# [TRY IT]
Render the entries below as a JSON list of strings, one string per line, skipping blank lines. Leave out the pictures.

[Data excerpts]
----

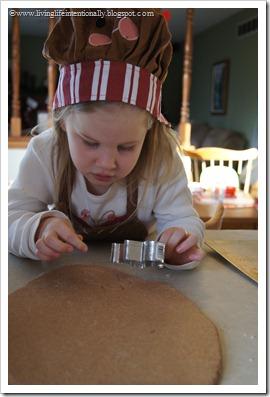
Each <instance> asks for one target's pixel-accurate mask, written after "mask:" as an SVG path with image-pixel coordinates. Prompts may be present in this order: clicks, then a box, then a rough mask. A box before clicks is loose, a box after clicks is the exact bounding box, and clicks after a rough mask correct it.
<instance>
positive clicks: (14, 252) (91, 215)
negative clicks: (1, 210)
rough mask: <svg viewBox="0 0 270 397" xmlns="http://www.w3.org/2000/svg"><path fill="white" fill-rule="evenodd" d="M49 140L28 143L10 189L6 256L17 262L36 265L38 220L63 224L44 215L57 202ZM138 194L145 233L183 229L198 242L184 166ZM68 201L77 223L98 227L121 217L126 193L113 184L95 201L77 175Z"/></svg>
mask: <svg viewBox="0 0 270 397" xmlns="http://www.w3.org/2000/svg"><path fill="white" fill-rule="evenodd" d="M51 134H52V131H51V130H50V129H49V130H47V131H45V132H43V133H41V134H40V135H38V136H37V137H34V138H32V140H31V141H30V143H29V145H28V148H27V152H26V154H25V157H24V158H23V160H22V162H21V165H20V169H19V173H18V176H17V178H16V179H15V181H14V182H13V184H12V186H11V188H10V189H9V236H8V243H9V251H10V252H11V253H13V254H15V255H17V256H20V257H27V258H32V259H37V257H36V256H35V251H36V247H35V234H36V231H37V228H38V226H39V223H40V221H41V219H43V218H45V217H48V216H50V217H51V216H55V217H63V218H66V215H65V214H63V213H62V212H60V211H56V210H50V209H49V208H52V207H53V205H54V203H55V201H56V197H55V187H54V176H53V166H52V160H51V156H52V151H53V145H52V139H51ZM164 161H165V159H164ZM179 162H180V159H179V156H178V154H177V153H176V152H175V167H179ZM161 166H162V164H161ZM143 189H144V184H143V182H139V184H138V203H139V205H138V212H137V216H138V218H139V219H140V220H141V221H142V222H143V223H144V224H145V225H146V226H147V228H148V230H149V232H150V231H152V230H153V227H154V226H155V225H156V231H157V233H158V234H161V233H162V232H163V231H164V230H166V229H168V228H170V227H183V228H184V229H185V230H187V231H188V232H189V233H193V234H196V235H197V236H198V238H199V242H200V243H201V242H202V238H203V233H204V223H203V222H202V221H201V220H200V219H199V217H198V214H197V213H196V211H195V210H194V208H193V206H192V196H191V193H190V190H189V189H188V187H187V178H186V174H185V171H184V167H183V166H182V167H180V169H179V173H178V174H177V176H176V177H175V178H173V179H172V180H170V181H168V182H167V183H165V184H153V185H151V186H150V187H149V188H148V190H147V193H146V195H145V196H144V198H143V201H142V202H141V198H142V193H143ZM71 200H72V208H73V211H74V213H75V215H77V217H79V218H81V219H82V220H83V221H84V222H87V223H88V224H89V225H100V224H104V223H106V222H109V221H111V220H114V219H118V218H120V219H121V217H122V216H124V215H125V214H126V203H127V189H126V187H125V186H124V185H122V184H119V183H117V182H116V183H114V184H113V185H112V186H111V187H110V188H109V190H108V191H107V192H106V193H105V194H104V195H101V196H95V195H93V194H91V193H89V192H88V190H87V186H86V183H85V179H84V177H83V175H82V174H81V173H79V172H78V171H77V173H76V179H75V184H74V188H73V192H72V197H71Z"/></svg>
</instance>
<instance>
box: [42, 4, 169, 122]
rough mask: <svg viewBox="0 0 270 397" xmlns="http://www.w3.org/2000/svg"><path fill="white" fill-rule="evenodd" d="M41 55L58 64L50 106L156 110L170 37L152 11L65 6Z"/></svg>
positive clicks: (61, 106)
mask: <svg viewBox="0 0 270 397" xmlns="http://www.w3.org/2000/svg"><path fill="white" fill-rule="evenodd" d="M43 55H44V56H45V58H47V59H52V60H53V61H55V62H56V63H57V64H59V65H60V77H59V82H58V88H57V91H56V94H55V98H54V105H53V108H54V109H56V108H59V107H62V106H67V105H70V104H75V103H80V102H87V101H100V100H109V101H120V102H125V103H129V104H132V105H136V106H139V107H142V108H144V109H146V110H147V111H149V112H150V113H151V114H152V115H153V116H154V117H156V118H157V119H158V120H159V121H161V122H163V123H165V124H168V122H167V121H166V120H165V119H164V117H163V116H162V114H161V112H160V108H161V88H162V83H163V81H164V80H165V78H166V76H167V72H168V66H169V63H170V60H171V57H172V46H171V35H170V32H169V30H168V26H167V22H166V19H165V18H164V16H163V15H162V14H161V13H160V12H159V11H158V10H157V9H150V8H143V9H140V8H136V9H131V8H125V9H122V8H120V9H111V10H107V9H92V8H91V9H90V8H88V9H78V8H76V9H74V8H70V9H65V10H63V12H62V16H61V18H60V19H59V20H58V22H57V23H56V24H55V26H54V28H53V30H52V31H51V33H50V34H49V36H48V38H47V40H46V42H45V44H44V48H43Z"/></svg>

----

# [RESULT OF THIS EXERCISE]
[
  "Each <instance> asks for one target's pixel-accurate mask, written after \"mask:\" as an SVG path with image-pixel coordinates. Prompts may be present in this order: clicks, then a box, then a rough mask. A box before clicks is loose, a box after clicks is the exact bounding box, and clicks after a rough mask correct it.",
  "<instance>",
  "positive clicks: (14, 252) (91, 215)",
  "negative clicks: (1, 210)",
  "rough mask: <svg viewBox=\"0 0 270 397\" xmlns=\"http://www.w3.org/2000/svg\"><path fill=\"white\" fill-rule=\"evenodd\" d=\"M49 140L28 143L10 189L6 256L17 262L36 265L38 220L63 224L44 215L57 202ZM138 194L145 233L183 229L198 242L184 166ZM68 201L77 223L98 227L121 217L126 193L113 184L95 201L77 175Z\"/></svg>",
  "mask: <svg viewBox=\"0 0 270 397\" xmlns=\"http://www.w3.org/2000/svg\"><path fill=\"white\" fill-rule=\"evenodd\" d=\"M51 134H52V131H51V130H50V129H49V130H47V131H45V132H43V133H41V134H40V135H38V136H37V137H34V138H32V140H31V141H30V143H29V145H28V148H27V152H26V154H25V157H24V158H23V160H22V162H21V165H20V169H19V173H18V176H17V178H16V179H15V181H14V182H13V184H12V186H11V188H10V189H9V236H8V243H9V251H10V252H11V253H13V254H15V255H17V256H20V257H27V258H32V259H37V257H36V256H35V251H36V247H35V234H36V231H37V228H38V226H39V223H40V221H41V219H43V218H45V217H48V216H50V217H51V216H55V217H63V218H66V215H65V214H63V213H62V212H60V211H56V210H50V209H49V208H52V207H53V205H54V203H55V201H56V197H55V187H54V176H53V166H52V160H51V156H52V151H53V145H52V139H51ZM164 161H165V159H164ZM179 162H180V159H179V156H178V154H177V153H176V152H175V167H179ZM161 166H162V164H161ZM143 189H144V184H143V182H139V184H138V203H139V205H138V212H137V216H138V218H139V219H140V220H141V221H142V222H143V223H144V224H145V225H146V226H147V228H148V230H149V232H150V231H152V230H153V227H154V226H155V225H156V231H157V233H158V234H161V233H162V232H163V231H164V230H166V229H168V228H170V227H183V228H184V229H185V230H187V231H188V232H189V233H193V234H196V235H197V236H198V238H199V242H200V243H201V242H202V238H203V233H204V223H203V222H202V221H201V220H200V219H199V217H198V214H197V213H196V211H195V210H194V208H193V206H192V196H191V193H190V190H189V189H188V187H187V178H186V174H185V171H184V167H183V166H182V167H180V169H179V173H178V174H177V176H176V177H175V178H173V179H172V180H170V181H168V182H167V183H165V184H153V185H151V186H150V187H149V188H148V190H147V193H146V195H145V196H144V198H143V201H142V202H141V198H142V193H143ZM71 200H72V208H73V211H74V213H75V215H77V217H79V218H81V219H82V220H83V221H84V222H87V223H88V224H89V225H100V224H104V223H106V222H109V221H111V220H114V219H118V218H120V219H121V217H122V216H124V215H125V214H126V203H127V189H126V187H125V186H124V185H122V184H119V183H117V182H116V183H114V184H113V185H112V186H111V187H110V188H109V190H108V191H107V192H106V193H105V194H104V195H101V196H95V195H93V194H91V193H89V192H88V190H87V186H86V183H85V179H84V177H83V175H82V174H81V173H79V172H78V171H77V173H76V179H75V184H74V188H73V192H72V197H71Z\"/></svg>",
  "</instance>",
  "<instance>",
  "box: [42, 4, 169, 122]",
  "rough mask: <svg viewBox=\"0 0 270 397\" xmlns=\"http://www.w3.org/2000/svg\"><path fill=\"white\" fill-rule=\"evenodd\" d=\"M41 55L58 64L50 106L156 110L170 37L152 11L65 6Z\"/></svg>",
  "positive clicks: (61, 106)",
  "mask: <svg viewBox=\"0 0 270 397\" xmlns=\"http://www.w3.org/2000/svg\"><path fill=\"white\" fill-rule=\"evenodd\" d=\"M43 55H44V56H45V58H47V59H52V60H53V61H55V62H56V63H57V64H59V65H60V77H59V82H58V88H57V91H56V94H55V98H54V105H53V108H54V109H56V108H59V107H62V106H67V105H70V104H75V103H80V102H87V101H100V100H109V101H120V102H125V103H129V104H132V105H136V106H139V107H142V108H144V109H146V110H147V111H149V112H150V113H151V114H152V115H153V116H154V117H156V118H157V119H158V120H159V121H161V122H163V123H165V124H168V122H167V121H166V120H165V119H164V117H163V116H162V114H161V112H160V108H161V88H162V83H163V81H164V80H165V78H166V76H167V72H168V66H169V63H170V60H171V57H172V46H171V35H170V32H169V30H168V26H167V22H166V19H165V18H164V16H163V15H162V14H161V13H160V12H159V11H158V10H157V9H150V8H143V9H140V8H136V9H131V8H125V9H122V8H120V9H111V10H107V9H92V8H91V9H90V8H88V9H78V8H76V9H74V8H70V9H65V10H63V12H62V16H61V18H60V19H59V20H58V22H57V23H56V24H55V26H54V28H53V30H52V31H51V33H50V34H49V36H48V38H47V40H46V42H45V44H44V48H43Z\"/></svg>"
]